> _Set task_
Everything from the line with "Task: a point for each instance of the window, shown" through the last line of the records below should be copied exactly, both ends included.

> _Data for processing_
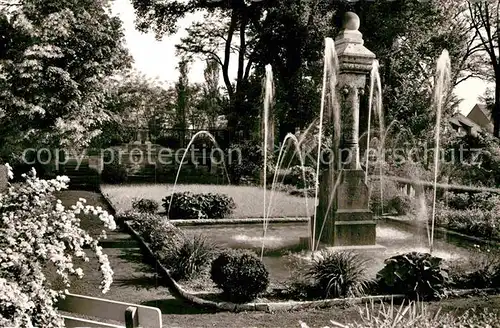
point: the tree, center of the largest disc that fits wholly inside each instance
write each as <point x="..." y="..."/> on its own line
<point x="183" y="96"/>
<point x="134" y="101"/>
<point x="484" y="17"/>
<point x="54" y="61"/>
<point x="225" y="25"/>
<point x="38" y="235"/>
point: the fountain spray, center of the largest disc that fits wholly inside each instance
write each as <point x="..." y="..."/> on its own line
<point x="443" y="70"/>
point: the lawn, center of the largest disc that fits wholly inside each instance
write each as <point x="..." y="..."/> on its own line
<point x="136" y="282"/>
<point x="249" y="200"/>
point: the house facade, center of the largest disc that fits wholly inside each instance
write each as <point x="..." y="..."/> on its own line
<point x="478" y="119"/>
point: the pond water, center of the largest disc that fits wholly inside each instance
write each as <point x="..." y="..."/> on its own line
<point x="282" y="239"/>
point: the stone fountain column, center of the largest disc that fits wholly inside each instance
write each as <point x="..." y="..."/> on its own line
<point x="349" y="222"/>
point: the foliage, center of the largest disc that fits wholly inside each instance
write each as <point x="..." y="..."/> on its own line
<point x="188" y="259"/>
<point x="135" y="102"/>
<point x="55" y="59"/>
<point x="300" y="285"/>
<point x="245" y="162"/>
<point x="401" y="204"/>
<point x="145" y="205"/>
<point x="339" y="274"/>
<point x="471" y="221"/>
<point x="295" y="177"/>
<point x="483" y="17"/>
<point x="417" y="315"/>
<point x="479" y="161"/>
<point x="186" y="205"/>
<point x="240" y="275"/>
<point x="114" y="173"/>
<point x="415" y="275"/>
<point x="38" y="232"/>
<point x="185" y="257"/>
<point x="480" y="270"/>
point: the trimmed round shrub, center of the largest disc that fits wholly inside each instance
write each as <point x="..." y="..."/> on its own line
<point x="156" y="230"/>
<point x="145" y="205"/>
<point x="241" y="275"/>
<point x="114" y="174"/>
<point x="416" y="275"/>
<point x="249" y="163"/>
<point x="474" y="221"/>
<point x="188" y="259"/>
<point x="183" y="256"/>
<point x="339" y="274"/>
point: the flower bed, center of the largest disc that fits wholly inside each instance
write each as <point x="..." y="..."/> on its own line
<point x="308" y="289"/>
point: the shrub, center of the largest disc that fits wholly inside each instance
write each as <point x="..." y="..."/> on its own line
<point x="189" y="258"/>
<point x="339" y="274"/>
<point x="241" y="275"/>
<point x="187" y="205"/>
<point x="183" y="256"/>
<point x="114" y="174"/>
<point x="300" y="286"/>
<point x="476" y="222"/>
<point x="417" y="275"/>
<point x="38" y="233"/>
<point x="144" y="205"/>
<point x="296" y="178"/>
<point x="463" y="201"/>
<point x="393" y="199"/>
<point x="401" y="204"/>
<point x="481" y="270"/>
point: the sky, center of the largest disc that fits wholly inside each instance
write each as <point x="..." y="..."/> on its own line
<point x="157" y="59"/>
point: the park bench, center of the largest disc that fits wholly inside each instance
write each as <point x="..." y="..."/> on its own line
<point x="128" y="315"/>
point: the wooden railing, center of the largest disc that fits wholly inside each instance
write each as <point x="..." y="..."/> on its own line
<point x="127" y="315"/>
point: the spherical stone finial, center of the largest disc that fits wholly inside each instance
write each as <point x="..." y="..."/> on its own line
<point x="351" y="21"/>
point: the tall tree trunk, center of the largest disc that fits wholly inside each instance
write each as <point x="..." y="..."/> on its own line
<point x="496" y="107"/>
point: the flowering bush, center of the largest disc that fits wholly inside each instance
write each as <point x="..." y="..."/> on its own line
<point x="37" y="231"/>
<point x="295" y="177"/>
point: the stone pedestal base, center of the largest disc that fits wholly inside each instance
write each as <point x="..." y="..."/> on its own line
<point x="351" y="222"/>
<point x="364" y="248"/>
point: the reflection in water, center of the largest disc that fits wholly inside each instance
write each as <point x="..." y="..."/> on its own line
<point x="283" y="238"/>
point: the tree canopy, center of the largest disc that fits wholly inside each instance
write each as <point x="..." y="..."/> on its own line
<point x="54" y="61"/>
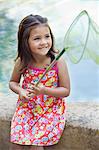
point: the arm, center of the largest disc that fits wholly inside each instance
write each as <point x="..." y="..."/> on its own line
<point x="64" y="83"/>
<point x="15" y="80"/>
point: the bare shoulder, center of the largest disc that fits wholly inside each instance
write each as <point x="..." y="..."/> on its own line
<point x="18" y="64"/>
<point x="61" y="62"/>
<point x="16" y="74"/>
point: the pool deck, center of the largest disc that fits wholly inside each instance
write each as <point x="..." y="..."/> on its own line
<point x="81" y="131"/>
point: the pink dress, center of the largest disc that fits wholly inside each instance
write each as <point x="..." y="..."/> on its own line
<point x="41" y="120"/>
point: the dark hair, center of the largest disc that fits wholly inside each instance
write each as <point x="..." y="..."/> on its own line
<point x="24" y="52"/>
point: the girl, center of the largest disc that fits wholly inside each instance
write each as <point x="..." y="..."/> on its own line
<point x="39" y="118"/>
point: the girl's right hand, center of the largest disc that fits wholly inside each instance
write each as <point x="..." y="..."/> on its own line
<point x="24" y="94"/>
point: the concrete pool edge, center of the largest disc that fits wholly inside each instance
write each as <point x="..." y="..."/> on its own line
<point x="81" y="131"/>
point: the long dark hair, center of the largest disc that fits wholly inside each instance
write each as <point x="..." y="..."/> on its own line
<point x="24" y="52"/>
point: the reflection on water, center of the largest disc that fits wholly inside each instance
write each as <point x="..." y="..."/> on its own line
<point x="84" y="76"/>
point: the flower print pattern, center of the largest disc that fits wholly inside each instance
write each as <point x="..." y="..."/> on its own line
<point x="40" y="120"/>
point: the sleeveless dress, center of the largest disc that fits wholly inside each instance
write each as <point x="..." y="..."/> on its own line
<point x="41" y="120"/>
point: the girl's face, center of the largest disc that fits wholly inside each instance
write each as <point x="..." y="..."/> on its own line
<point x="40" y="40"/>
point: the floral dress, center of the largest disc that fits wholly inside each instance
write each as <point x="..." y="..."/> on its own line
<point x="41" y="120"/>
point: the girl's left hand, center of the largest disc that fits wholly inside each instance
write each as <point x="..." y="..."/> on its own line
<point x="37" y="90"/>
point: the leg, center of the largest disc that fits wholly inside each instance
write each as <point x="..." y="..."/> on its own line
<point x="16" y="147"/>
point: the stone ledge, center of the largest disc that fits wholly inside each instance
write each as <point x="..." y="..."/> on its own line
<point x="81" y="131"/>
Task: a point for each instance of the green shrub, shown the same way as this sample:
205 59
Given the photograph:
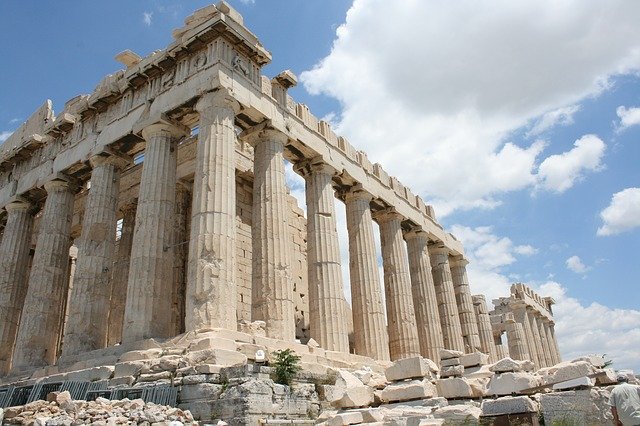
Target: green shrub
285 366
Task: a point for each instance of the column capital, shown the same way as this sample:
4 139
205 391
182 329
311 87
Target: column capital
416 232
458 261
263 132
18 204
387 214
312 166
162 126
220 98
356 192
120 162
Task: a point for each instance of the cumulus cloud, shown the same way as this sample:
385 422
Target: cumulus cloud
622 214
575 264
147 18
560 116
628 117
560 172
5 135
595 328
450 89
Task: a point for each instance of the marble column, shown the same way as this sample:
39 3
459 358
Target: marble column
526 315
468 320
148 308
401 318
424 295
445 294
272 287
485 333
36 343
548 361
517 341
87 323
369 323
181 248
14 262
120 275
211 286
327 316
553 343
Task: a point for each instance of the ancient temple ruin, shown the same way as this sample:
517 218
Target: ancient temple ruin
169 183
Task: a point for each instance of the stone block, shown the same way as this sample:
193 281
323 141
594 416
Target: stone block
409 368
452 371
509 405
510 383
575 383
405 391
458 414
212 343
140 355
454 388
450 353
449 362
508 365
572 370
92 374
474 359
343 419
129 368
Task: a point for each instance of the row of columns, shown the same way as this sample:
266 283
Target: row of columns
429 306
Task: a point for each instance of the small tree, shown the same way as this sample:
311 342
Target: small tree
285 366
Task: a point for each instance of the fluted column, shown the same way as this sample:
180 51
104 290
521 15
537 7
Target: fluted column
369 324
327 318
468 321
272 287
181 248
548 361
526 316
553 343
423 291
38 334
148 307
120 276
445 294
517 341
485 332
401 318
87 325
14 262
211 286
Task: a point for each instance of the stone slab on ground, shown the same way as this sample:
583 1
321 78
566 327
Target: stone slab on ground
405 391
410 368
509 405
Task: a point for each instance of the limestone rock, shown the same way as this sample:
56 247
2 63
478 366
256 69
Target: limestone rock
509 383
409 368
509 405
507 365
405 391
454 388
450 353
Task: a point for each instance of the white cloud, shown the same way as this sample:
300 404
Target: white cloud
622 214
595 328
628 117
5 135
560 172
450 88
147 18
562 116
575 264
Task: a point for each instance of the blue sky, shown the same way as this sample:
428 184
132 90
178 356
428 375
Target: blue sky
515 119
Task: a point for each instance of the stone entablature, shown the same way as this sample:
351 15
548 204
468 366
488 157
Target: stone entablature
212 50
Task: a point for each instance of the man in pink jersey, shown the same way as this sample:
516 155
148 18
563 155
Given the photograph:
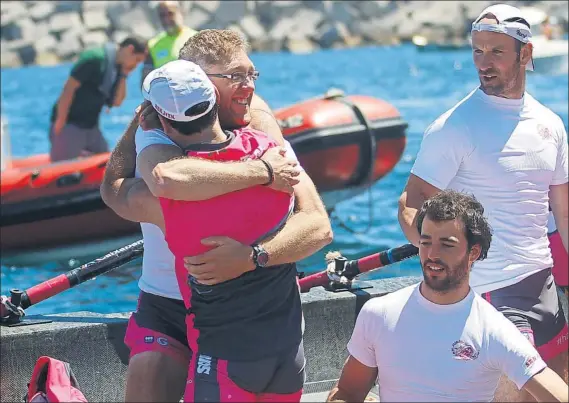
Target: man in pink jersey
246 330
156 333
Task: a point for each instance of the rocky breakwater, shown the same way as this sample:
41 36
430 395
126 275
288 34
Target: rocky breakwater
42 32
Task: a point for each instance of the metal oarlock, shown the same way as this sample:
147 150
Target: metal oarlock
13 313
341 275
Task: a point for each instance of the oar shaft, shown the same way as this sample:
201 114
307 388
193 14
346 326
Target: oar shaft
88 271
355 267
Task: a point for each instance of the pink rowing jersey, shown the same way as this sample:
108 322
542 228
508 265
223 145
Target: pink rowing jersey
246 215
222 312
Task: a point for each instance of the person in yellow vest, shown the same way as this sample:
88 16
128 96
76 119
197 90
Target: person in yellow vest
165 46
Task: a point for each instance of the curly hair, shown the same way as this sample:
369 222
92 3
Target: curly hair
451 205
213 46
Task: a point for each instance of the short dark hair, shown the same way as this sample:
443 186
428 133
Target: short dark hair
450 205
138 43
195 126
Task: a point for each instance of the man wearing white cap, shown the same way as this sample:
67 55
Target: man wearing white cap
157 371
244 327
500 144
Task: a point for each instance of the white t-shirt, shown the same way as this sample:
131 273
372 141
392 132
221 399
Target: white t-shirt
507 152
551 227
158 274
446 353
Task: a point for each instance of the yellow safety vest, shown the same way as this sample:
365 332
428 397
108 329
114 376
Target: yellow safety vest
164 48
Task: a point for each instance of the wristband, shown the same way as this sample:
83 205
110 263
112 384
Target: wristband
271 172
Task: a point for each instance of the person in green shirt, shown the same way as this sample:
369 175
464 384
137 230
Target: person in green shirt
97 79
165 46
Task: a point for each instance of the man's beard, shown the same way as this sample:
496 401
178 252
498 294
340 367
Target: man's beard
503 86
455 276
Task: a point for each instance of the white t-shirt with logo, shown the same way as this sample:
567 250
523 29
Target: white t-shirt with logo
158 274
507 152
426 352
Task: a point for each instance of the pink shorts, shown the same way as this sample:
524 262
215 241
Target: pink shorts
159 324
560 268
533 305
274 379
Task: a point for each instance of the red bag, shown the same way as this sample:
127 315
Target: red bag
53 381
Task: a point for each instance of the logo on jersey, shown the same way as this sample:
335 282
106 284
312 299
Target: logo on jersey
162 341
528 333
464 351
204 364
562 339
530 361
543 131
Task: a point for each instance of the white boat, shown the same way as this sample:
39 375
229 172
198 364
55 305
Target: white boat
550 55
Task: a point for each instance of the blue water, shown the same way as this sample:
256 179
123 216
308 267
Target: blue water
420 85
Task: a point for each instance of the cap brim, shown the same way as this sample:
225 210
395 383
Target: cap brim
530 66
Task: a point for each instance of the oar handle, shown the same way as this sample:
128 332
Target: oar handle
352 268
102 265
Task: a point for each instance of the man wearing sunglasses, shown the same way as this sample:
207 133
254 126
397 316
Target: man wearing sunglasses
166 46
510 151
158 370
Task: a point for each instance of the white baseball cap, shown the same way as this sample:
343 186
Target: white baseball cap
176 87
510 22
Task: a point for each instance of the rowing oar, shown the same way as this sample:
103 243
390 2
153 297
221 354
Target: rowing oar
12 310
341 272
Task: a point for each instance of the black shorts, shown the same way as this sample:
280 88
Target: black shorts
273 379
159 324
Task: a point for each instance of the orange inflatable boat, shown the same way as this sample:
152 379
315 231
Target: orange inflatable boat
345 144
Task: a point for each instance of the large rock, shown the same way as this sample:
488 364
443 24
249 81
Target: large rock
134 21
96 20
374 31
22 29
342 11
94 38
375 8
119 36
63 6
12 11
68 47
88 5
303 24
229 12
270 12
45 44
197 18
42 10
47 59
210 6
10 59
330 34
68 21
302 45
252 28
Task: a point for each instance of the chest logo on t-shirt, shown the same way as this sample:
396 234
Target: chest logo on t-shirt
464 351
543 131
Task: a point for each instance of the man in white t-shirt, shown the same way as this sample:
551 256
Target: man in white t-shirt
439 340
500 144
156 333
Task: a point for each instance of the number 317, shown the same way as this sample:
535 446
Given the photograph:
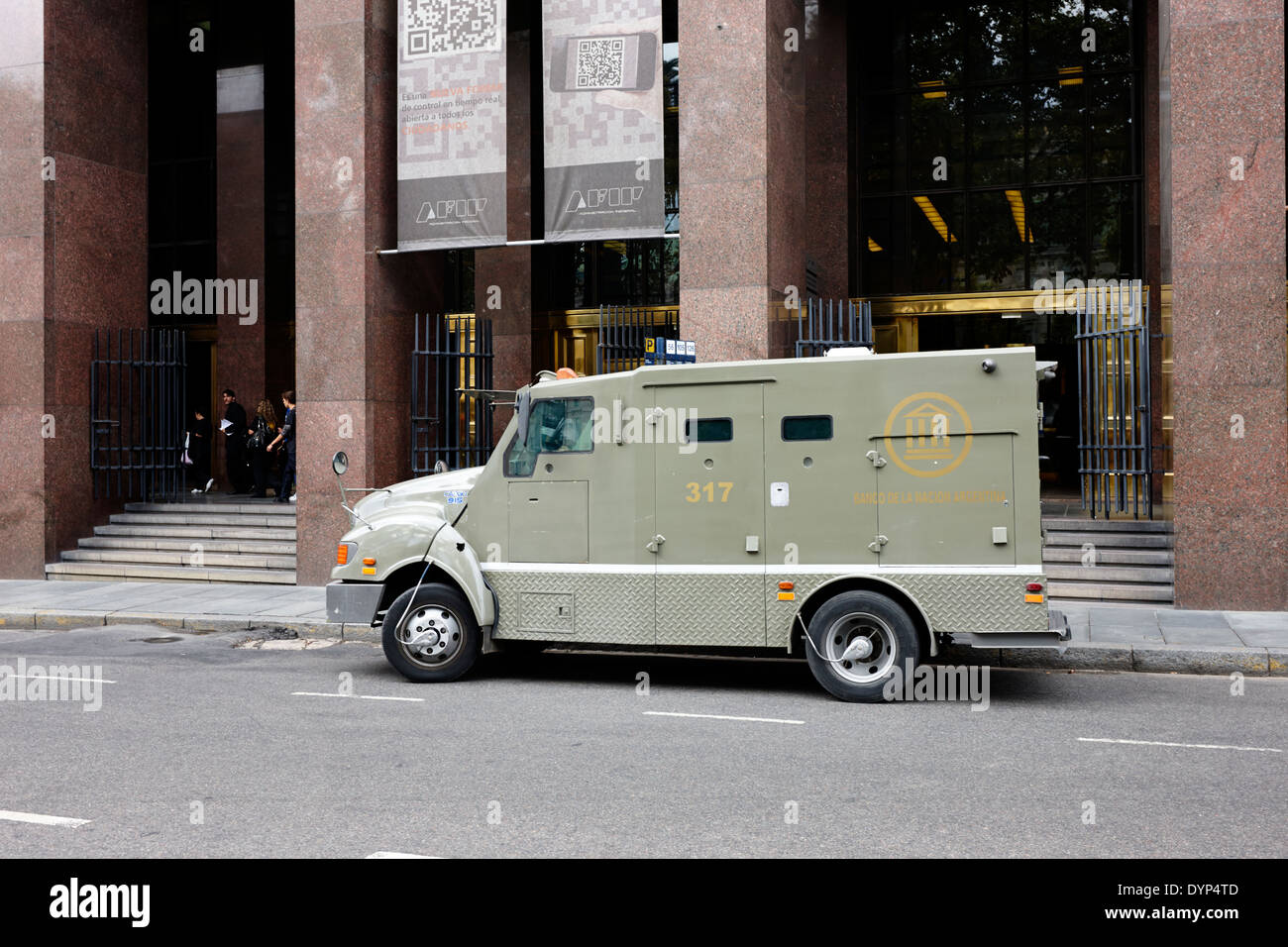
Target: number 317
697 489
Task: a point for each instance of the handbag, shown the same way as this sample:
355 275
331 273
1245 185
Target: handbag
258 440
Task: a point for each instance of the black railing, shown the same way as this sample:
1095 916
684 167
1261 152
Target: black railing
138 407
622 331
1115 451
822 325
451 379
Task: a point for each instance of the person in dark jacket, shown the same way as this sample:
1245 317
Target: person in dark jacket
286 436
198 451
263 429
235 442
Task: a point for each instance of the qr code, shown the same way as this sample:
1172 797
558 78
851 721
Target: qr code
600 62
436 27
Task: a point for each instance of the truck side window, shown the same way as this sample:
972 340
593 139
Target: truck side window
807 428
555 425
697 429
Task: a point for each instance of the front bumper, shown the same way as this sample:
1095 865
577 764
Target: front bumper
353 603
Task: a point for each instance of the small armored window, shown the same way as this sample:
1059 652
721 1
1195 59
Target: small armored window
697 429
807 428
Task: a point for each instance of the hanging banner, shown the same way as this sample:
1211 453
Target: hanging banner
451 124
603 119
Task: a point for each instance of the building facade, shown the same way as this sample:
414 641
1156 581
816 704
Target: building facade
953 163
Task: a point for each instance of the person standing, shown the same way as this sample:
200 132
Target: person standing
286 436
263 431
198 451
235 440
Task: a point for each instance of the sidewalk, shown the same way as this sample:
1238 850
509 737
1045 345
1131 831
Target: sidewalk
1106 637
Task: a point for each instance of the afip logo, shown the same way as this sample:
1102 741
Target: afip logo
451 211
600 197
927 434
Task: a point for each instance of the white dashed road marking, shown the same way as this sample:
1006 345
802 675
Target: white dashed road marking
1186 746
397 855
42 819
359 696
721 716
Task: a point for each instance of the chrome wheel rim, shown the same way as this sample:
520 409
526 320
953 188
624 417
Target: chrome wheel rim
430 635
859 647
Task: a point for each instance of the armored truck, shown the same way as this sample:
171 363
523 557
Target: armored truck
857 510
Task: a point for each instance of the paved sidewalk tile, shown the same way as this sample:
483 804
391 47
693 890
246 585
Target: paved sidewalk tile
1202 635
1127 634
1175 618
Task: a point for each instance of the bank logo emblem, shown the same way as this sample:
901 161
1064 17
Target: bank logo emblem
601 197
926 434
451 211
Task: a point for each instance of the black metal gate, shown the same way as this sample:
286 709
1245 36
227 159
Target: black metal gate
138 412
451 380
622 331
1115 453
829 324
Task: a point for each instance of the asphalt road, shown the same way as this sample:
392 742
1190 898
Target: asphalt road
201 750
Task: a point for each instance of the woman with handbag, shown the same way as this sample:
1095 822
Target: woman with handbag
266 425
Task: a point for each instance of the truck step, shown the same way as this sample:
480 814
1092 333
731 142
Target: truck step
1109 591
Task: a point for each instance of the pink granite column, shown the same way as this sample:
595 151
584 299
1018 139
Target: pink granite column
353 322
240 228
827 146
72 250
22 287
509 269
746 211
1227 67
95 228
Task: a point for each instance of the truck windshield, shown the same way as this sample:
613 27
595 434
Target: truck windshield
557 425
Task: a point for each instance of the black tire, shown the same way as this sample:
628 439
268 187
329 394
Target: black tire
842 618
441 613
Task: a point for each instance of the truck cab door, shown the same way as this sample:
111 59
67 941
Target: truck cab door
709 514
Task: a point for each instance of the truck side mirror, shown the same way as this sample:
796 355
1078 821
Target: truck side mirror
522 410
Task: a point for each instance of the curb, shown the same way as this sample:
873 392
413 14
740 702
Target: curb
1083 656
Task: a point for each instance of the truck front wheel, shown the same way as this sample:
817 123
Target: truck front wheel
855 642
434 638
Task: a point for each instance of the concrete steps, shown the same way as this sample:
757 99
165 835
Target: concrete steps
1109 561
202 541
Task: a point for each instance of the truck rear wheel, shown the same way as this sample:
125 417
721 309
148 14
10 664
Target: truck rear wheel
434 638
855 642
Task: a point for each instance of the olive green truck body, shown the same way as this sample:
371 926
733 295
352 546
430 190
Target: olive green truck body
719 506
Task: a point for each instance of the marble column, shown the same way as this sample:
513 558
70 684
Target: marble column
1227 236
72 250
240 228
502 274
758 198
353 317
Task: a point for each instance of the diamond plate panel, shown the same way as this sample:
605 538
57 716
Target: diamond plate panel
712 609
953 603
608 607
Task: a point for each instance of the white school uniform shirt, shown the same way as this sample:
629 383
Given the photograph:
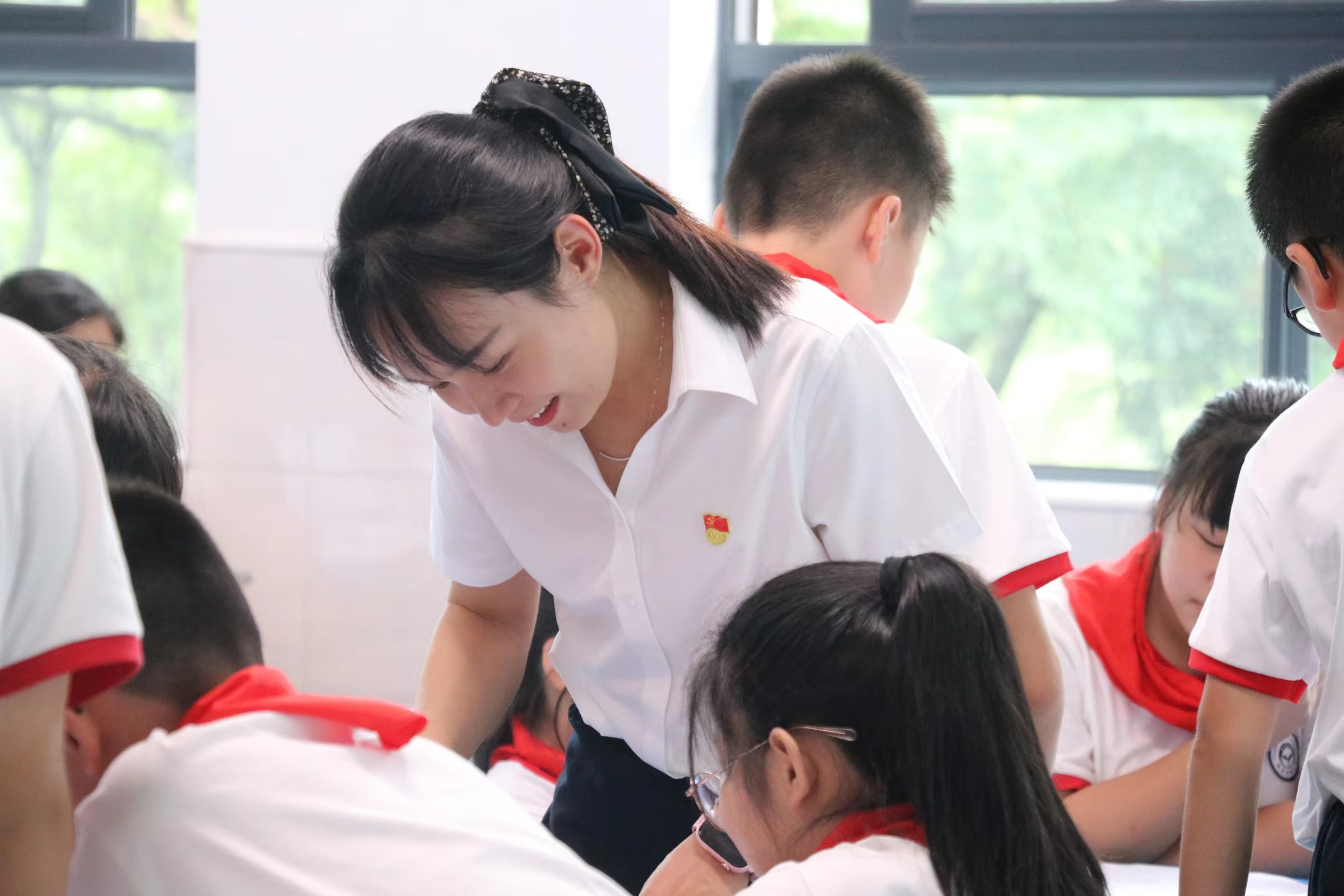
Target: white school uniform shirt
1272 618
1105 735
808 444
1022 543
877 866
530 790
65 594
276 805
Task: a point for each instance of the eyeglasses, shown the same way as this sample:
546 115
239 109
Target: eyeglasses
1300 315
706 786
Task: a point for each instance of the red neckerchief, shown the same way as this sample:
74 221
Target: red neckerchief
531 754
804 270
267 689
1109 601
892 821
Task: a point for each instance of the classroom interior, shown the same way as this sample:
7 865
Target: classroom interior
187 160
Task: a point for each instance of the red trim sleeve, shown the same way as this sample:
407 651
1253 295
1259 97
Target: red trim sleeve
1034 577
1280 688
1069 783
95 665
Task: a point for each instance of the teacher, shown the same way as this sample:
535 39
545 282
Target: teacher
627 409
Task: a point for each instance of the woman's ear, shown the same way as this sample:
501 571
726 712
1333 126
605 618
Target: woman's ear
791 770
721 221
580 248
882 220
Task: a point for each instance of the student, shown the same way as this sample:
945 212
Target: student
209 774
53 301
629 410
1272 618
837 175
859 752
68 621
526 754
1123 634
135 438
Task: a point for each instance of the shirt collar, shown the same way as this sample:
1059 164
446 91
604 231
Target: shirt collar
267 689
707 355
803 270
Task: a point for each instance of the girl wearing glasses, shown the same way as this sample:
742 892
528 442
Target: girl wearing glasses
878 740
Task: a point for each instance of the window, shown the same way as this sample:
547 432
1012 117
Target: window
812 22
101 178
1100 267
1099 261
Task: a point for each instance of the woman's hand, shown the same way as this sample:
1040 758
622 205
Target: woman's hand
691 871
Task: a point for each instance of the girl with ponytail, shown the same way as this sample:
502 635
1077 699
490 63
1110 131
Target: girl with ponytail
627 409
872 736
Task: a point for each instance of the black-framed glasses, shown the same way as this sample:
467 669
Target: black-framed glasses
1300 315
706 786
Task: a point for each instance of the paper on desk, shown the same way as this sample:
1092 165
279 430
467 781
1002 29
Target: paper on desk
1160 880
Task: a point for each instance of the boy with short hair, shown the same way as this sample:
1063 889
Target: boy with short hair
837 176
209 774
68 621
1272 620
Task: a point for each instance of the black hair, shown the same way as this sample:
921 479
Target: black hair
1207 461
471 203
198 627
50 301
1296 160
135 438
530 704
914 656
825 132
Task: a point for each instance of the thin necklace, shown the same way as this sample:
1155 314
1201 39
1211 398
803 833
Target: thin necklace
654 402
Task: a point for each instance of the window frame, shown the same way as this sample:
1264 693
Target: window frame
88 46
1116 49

> _Full response_
Task: a point for each instance of the window, shown the same way as this sample:
547 432
1012 117
Target: window
812 22
101 178
1100 267
1099 261
Task: a point for each instance of the woman's hand, shown the same way as this sample:
1040 758
622 205
Target: woman's hand
691 871
Task: a point for each instance of the girl with ponytail, shown the same way as this sample:
502 635
1077 699
490 63
1110 131
Target: girl with ponytail
627 409
872 736
Task: a point for each instance of the black-framed glasses, shown the same way as this sample:
467 669
Target: black-framed glasses
1300 315
706 786
Task: a point for each instance of the paper on desk, shown the same way as this sample:
1092 165
279 430
467 781
1002 29
Target: paper on desk
1160 880
Task: a point for each instance of the boy with short hair, shown the same way as this sample:
1063 889
Target: boy with short hair
837 176
209 774
68 621
1272 620
Task: a point for each instance of the black hair, shown the same way as this sample:
921 479
Target: black hair
1207 461
471 203
198 627
50 301
1296 160
135 438
530 704
914 656
825 132
Task: a point for each instance of the thin necklace, shown the same way as this sample:
1155 314
1201 39
1211 398
803 833
Target: thin necklace
654 402
Task: a point for each instance of the window frame, shown the same way as this sample:
1264 693
Target: window frame
88 46
1116 49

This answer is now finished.